▶ _Data in this exercise_:
• • •

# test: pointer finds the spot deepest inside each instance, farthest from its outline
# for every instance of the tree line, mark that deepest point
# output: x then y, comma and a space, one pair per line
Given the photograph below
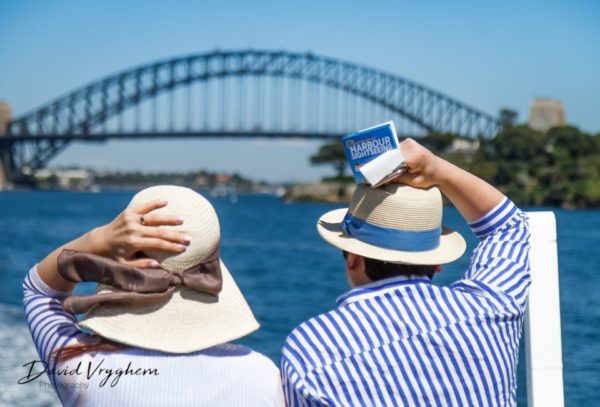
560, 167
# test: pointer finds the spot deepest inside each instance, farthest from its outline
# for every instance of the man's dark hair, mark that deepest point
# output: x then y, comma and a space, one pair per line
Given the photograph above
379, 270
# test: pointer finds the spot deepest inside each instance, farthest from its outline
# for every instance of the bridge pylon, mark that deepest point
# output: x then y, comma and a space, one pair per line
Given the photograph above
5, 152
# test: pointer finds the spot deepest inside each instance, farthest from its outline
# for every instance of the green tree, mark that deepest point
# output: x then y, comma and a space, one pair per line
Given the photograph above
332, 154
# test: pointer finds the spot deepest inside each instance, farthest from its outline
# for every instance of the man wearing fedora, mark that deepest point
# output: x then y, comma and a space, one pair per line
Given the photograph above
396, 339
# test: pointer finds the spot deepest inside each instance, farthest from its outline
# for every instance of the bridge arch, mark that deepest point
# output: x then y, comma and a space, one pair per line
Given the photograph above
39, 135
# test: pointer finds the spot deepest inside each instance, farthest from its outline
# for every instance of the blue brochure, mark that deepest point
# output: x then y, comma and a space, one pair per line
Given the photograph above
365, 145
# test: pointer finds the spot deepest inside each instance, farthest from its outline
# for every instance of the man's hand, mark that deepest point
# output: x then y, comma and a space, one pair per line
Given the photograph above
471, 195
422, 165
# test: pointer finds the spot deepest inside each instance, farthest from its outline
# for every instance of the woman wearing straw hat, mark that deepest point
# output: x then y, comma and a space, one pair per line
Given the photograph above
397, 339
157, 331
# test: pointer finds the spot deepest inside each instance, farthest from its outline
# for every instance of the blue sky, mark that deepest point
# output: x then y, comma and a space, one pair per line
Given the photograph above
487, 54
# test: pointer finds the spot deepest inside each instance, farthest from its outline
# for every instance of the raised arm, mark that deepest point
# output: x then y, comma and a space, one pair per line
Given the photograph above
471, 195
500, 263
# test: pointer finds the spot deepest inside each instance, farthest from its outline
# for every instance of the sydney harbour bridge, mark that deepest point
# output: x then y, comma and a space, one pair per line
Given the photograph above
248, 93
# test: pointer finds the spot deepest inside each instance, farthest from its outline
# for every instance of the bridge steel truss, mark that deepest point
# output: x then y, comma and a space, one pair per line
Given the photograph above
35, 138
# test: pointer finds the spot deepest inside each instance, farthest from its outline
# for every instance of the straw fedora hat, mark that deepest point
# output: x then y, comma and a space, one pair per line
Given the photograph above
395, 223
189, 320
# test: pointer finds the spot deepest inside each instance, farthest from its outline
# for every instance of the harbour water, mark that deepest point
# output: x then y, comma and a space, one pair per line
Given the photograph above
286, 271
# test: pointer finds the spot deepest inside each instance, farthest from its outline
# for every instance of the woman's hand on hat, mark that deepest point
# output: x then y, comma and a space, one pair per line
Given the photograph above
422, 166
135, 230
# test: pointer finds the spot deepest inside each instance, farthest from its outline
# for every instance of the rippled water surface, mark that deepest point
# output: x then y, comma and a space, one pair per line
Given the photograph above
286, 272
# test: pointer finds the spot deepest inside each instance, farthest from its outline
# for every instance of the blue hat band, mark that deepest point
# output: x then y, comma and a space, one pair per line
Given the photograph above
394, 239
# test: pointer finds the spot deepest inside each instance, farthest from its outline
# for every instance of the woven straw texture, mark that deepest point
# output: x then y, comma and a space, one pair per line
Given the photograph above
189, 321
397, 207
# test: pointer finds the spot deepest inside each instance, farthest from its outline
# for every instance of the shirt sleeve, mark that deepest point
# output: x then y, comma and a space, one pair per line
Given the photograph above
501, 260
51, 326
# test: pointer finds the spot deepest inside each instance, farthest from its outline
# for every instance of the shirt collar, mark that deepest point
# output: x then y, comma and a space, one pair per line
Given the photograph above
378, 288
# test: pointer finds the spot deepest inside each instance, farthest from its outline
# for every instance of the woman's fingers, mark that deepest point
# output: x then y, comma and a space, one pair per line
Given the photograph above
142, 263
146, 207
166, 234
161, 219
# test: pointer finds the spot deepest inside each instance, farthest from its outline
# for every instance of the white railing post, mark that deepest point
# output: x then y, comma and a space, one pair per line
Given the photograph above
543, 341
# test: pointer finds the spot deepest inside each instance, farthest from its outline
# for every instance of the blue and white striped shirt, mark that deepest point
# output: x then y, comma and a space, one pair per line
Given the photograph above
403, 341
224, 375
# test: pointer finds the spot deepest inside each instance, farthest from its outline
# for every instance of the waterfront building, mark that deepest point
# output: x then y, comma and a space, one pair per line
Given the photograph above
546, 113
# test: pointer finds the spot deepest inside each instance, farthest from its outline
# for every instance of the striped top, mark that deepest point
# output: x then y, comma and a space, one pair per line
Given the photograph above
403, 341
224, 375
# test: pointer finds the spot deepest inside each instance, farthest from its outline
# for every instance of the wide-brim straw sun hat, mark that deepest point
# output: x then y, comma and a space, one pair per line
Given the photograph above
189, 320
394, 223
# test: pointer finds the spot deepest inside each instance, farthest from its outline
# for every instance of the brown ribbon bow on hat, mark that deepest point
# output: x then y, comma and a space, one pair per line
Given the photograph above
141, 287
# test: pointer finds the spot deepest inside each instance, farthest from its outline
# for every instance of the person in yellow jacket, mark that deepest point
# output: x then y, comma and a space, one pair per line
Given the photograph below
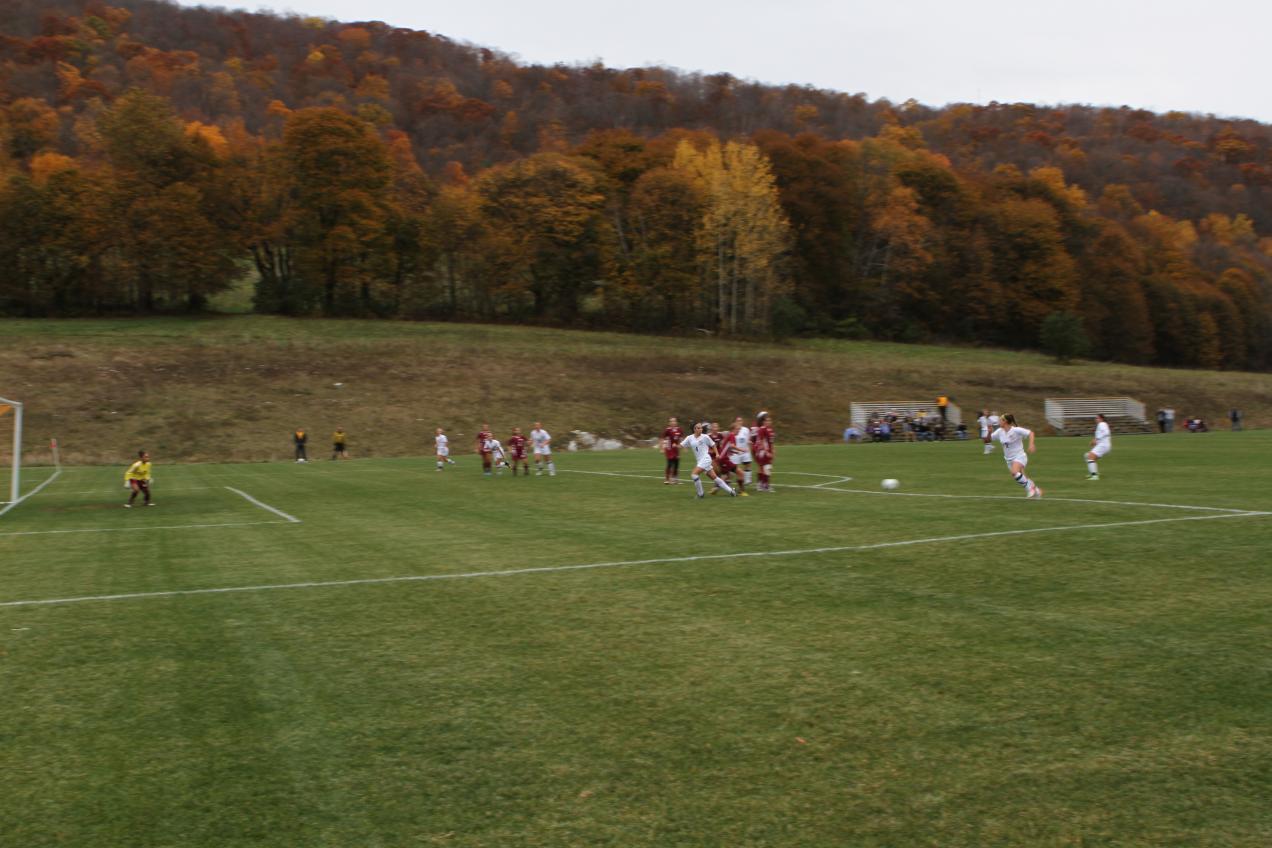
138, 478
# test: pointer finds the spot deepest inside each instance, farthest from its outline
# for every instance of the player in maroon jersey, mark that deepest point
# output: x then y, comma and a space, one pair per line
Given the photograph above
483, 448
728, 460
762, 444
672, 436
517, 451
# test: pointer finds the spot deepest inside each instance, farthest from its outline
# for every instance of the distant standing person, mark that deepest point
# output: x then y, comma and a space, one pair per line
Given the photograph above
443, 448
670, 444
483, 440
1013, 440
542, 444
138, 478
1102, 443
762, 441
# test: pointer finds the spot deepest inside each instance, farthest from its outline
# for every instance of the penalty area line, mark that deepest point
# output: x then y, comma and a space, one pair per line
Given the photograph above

• • •

Return the listing above in full and without alteration, excluding its pictures.

▶ _Result of this task_:
# test: pointer finds the spot deepest inside each instance, farthest from its outline
# for every instance of the tree line, mark that deepest point
# output: x then y, comma and a space, one pair per line
Given the photograph below
560, 167
# test: pointer finds the spot deepest inside each instance, farthest from its outline
# for every instance of the man's dark hair, mark that deepest point
# output: x then y, comma and a space, one pair per line
Given the photograph above
379, 270
# test: pointer finds the spot deepest inside each instance, farthest from its outline
# for every instance of the bridge pylon, mark that deepest point
# output: x then y, comma and a space, one pair per line
Given the photograph above
5, 152
# test: pointer finds the spot deepest inside each instance, farthest from its outline
# for every instance of the green tree, mark that deepest point
# output: x then y, comma and a space, one pair per line
Given the photograph above
332, 154
# test: pointer finds the spot deepest inside each instance, farthest from its outline
# for every instance of the man wearing fedora, mark that deepest point
# output: x then y, comma and a space, one pair per line
Given the photograph above
396, 339
# test: pointer finds the spot deepest inside each instance, farthest from its outline
# for every instance of the bridge arch, mark that deepest point
# output: x then y, comma and a space, one pair per line
Given the photograph above
39, 135
# test: pointer finds the spot deepest inside each instance, farthest from its outline
# for every instance of the blue brochure, mark that deepest point
# output: x then y, comma and a space, one pair per line
Given the photograph above
365, 145
# test: pointer finds the spot deepest inside each instance, farthest from its outline
# for every instance of the man's hand, mark that deepest point
# output: x then y, comma and a space, one pair per line
Given the photograph above
471, 195
422, 165
# test: pointer finds the spot deepest inside each instance, farthest from its outline
# for every instance of the woman wearing straw hat, mark that deepest point
# output: x then y, comma and a space, one pair per line
Given the photograph above
397, 339
157, 331
# test: pointer finds the spot deepest inside each instance, farthest from its outline
# for every instance of the blue sky, mark that deepest point
# output: x then y, comma and a space, one pair per line
Given the photograph above
487, 54
# test: pointer finds the spot deepest inside each instance, farthest from its outline
# for every instance of the raised arm, mark that deepest point
# output: x then y, comma and a space, one pair per line
Given the photograph above
471, 195
500, 263
# test: pointer finds the spot deepest inside each instance, farthest from its outline
# for every instance of the sydney harbour bridge, mark that deepest point
# output: x then y, comma and a space, one pair per line
Given the photograph above
248, 93
# test: pointer finds the spot deepest inside each instance, farthest from its outline
# for every instance of the bridge steel truss, mark that deepest point
# output: x then y, comma and a space, one pair per line
Given the photograph above
35, 138
# test: pointer finds the spot deepest inside each instance, farthest from its outline
# for every instance of the straw fedora hat, mark that deepest point
# output: x then y, comma and a space, one pair per line
Given the photograph above
395, 223
189, 320
# test: pointer finds the spot deepest inside each instance, farthest from its outline
# for every instance of the harbour water, mark that deepest point
# output: x then y, comma and a space, one pair per line
Given the photograph above
286, 271
# test: pointer finds the spot deepest inside each instance, farthest from its outline
# for every instance of the woman's hand on hat, mark that deepest point
# output: x then y, comma and a space, one pair per line
Given the photograph above
422, 166
135, 230
# test: pointer finds the spot deepest inside each instance, farthest from its outline
# for every instance of the rippled water surface, mark that deepest point
# output: x then y, comma and a space, one pair per line
Given the photograph above
286, 272
# test: pointer finds the spot deepest inside each instance, farthest from its outline
# for every instance of the blue hat band, mark that deepest point
# output: x then y, comma and a space, one pair per line
Given the photograph above
394, 239
# test: pointer finds the spot deepest inside each instance, farthest from its outline
# for every instance of the woven straw texture, mark that deepest point
# output: x then y, comma and a space, one pair per line
Given the photograph above
189, 321
397, 207
# test: pointer finds the spot deepest inside each instance, farthest from its outline
# for every instance of the shirt sleeve, mark that deepest point
# output: x then y, comma and a space, one pair per line
Given the photograph above
501, 260
51, 326
# test: pointer finds the spot deepest inside each instance, farthest from its outline
# for every instance of the shirt collar, mark that deepest point
# output: x then y, comma and a space, one pair per line
Given the photograph above
378, 288
# test: pointer finds the spot deepest inside each instance, farthest from its outline
# for every instance of the woman's fingers, mark that deepest point
# output: x then y, comma and a space, one pair per line
Given the photograph above
142, 263
146, 207
166, 234
161, 219
# test: pointer finds the spot deepest inside each instance, farthest from its outline
# for every instance of the white railing post, mark that deepest point
# output: x then y, comma and a space, one pair per line
Given the photograph above
543, 341
# test: pointer finds the spot deepest inside each instance, farthest from its outline
# for every instance of the blue and white striped shirt, mark that deepest point
# output: x then y, comma and a space, one pair per line
Given the photograph above
403, 341
224, 375
# test: pointer finds the spot deepest inside each instance, farthest from its outline
# for every instance of the waterfront building, mark that deepest point
# output: x then y, comma and a space, one pair per line
Given the photograph above
546, 113
# test: pointer finds the spot deepest inside each instance, farthest from its outline
# for every instance of the striped top, mark that deepest point
# output: x then y, comma and a space, one pair per line
Given the photograph above
403, 341
224, 375
# test: pointer finds the spot deepest inside each instance, farthest from its outline
# for every instance of the wide-brim straw sun hat, mark that deepest point
# output: x then y, comma and a space, one pair per line
Given the photograph above
189, 320
394, 223
# test: pointer finds the spot deepest inside each instance, farthest from its outline
# for every instance of the brown ribbon bow on hat, mark that deepest point
# output: x then y, comma and a space, one pair per line
Given the photograph above
141, 287
# test: pointer finds the spot deepest inside each instance, farthest from its outline
# for every instance of the person in yellow jacket, mark that deepest point
# output: x then y, comma and a space, one pair per line
Given the photograph below
138, 478
# test: pointer finds the spot deepest inside each instance, farthest from its outline
# for every instance of the player in maroon jersey, mark that deepest point
# output: x then y, comma and a space, one pair per line
Given the photograph above
483, 448
728, 460
762, 444
672, 436
517, 451
# test: pointer finds the spot deepest inside each instance, farthest from its outline
# for every instance of the distant standing person, mark that deepest point
# output: x then y, comma and a space, one pair per line
Given the photograph above
443, 448
670, 444
483, 440
1013, 440
542, 444
138, 478
1102, 443
762, 441
# test: pointer finds the spot deepest inside each instance, farthest from its outline
# for every instance of the penalty area line, mark that deepest point
# output: x then y, comma and a space, one pair per line
Given the photograph above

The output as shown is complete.